▶ [Work instruction 1]: Rewrite the part of the article on going car-free that opens with the words containing "You Save Time" and closes with "your hard-earned weekends.", replacing "Saturday afternoons" with "Sunday mornings".
▶ [Work instruction 2]: Summarize the article on going car-free in two sentences.
▶ [Work instruction 3]: Continue the article on going car-free from the point where it stops.
==== Text
Related: 8 Awesome Commutes To Look Forward To If You’re Outdoorsy
You Save Money
Cars are expensive assets, and getting rid of them can potentially yield some major dividends—even beyond the initial windfall from the sale of the vehicle. According to the most recent transit savings report from the American Public Transportation Association (APTA), the average annual savings for making the switch from car to public transit for a daily commute is a staggering $9,247. Of course, there are times when a car is a necessity—either because public transit doesn’t go to your destination or maybe because you’re stocking up at Costco. So consider joining a car share for these situations. Services, like Zipcar, enable members to rent vehicles by the hour, with insurance and gasoline included in the fee. City dwellers can save an average of $6,000 a year by doing so and greatly simplify their lives.
You Save Time
While it often takes longer to get from point A to point B when you aren’t driving a car, consider more than just travel time. Think about the hours spent looking for parking, cleaning, and fueling; the Saturday afternoons spent changing the oil, tires, and battery; the time spent checking emissions and sitting through repairs. You just might agree that giving up your car rewards you with more freedom to do the things you want on your hard-earned weekends.
Related: 10 Ways To Make A Bike Ride Even More Eco-Friendly
You Reduce Your Carbon Footprint
One of the biggest challenges we each face is finding ways to lessen our individual impact on climate change, and private vehicles are the largest contributors to a household’s carbon footprint. A typical passenger vehicle emits 4.7 metric tons of carbon dioxide per year. That’s a seriously big weight to carry on your shoulders—the equivalent of 13 tons of coal for every year you drive.
You Reduce Your Stress Level
While it’s no surprise that driving through traffic is stressful, a recent Canadian study documented that the time spent commuting by car was not only associated with elevated stress and lower levels of life satisfaction but an increased sense of time pressure. The study’s author, Margo Hilbrecht, an associate director of research for the Canadian Index of Wellbeing, also reported that car commutes are linked to poor sleep quality, lower levels of self-assessed health, and higher obesity rates. On the other hand, taking a bus or a train gives you the opportunity to relax, listen to music, read, watch a video, or catch up with friends and family via social media. Traffic reports on the TV and radio no longer trigger your interest; they fade into pleasant background noise, like a public service announcement about an affliction you no longer suffer. Just make sure to be a respectful rider—many cities have an Idiot Hall of Fame on social media to shame bad behavior on public transit. Avoid actions that would cause photos of you to be posted here.
========
==== Available data
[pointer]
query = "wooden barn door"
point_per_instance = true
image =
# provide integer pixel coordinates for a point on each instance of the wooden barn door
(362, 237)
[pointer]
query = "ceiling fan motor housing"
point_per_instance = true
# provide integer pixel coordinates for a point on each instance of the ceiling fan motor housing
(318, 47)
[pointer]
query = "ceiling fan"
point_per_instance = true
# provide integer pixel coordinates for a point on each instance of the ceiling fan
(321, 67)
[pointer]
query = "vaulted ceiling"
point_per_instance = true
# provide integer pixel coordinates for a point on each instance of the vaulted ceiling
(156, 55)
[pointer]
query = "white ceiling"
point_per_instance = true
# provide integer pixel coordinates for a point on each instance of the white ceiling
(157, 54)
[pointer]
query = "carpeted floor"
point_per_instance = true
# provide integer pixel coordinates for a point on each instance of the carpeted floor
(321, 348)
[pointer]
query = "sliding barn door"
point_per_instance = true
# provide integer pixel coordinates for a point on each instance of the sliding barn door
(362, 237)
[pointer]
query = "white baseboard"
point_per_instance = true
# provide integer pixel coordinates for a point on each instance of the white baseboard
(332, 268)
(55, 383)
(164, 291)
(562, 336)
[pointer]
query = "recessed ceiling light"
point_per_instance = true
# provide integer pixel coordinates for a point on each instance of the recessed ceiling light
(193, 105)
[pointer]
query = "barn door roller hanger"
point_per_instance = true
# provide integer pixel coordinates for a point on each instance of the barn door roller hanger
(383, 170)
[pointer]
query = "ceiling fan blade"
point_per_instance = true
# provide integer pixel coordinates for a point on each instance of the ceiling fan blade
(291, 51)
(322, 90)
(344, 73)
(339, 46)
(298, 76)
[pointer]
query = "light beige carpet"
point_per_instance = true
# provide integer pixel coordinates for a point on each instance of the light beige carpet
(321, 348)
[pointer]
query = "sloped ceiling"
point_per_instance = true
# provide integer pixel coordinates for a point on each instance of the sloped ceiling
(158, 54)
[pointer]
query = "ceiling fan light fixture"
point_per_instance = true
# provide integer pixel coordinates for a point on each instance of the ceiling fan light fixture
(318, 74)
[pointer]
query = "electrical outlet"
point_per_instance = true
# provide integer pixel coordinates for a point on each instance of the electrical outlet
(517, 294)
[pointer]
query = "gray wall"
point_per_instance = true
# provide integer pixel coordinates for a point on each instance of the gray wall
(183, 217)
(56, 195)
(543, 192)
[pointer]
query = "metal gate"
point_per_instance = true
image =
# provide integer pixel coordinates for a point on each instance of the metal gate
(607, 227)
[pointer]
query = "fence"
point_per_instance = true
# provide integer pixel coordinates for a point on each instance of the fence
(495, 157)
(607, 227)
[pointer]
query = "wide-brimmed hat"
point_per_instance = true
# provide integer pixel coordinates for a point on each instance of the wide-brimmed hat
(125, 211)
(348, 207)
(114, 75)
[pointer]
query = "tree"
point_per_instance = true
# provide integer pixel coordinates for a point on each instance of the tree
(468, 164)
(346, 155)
========
▶ [Your response 1]:
You Save Time
While it often takes longer to get from point A to point B when you aren’t driving a car, consider more than just travel time. Think about the hours spent looking for parking, cleaning, and fueling; the Sunday mornings spent changing the oil, tires, and battery; the time spent checking emissions and sitting through repairs. You just might agree that giving up your car rewards you with more freedom to do the things you want on your hard-earned weekends.

▶ [Your response 2]: Giving up a car saves money, with an average of $9,247 a year for switching a daily commute to public transit. It also frees time spent on parking, fueling and upkeep, cuts the 4.7 metric tons of carbon dioxide a typical passenger vehicle emits each year, and lowers stress, since a Canadian study linked car commuting to elevated stress and poorer sleep.

▶ [Your response 3]:
Of course, public transit isn’t completely stress-free: Busses and trains can be crowded and run late. But technology has not only increased the variety of transit options available. It has also improved the experience as a whole. For example, many bus and train stations now display a real-time schedule, and if they don’t, you can use apps on your phone to see when the next one is coming. If it’s going to be too long a wait, grab Uber, Lyft, or a taxi. Remember, without a car expense, you can afford to have someone else chauffeur you around every now and then. Plus, Uber and Lyft now both have carpooling options if you want to leave an even smaller eco-footprint.
Related: Ten Ways Stress Takes A Toll On Your Body
You Can Get In Shape
A study in the British Medical Journal concluded that, “men and women who commuted to work by active and public modes of transport had significantly lower BMI and percentage body fat than their counterparts who used private transport.” Women who got to and from work by any means other than a private vehicle had a body mass index (BMI) 0.7 points lower and weighed five pounds less than women who drove to work. Men were even bigger losers—those who did not drive to work had a BMI one point lower and weighed nearly seven pounds less than men who drove to work. The combination of reduced stress and more walking is a good formula for keeping fit. Accelerate to the next level by adding in a bike ride to your daily commute. Not only will this burn a few more calories, but it also increases the possible range of a commute using public transit. Buses now commonly include bike racks, and some trains have dedicated spaces for bikes. There are even lightweight bicycles that fold up like Swiss army knives.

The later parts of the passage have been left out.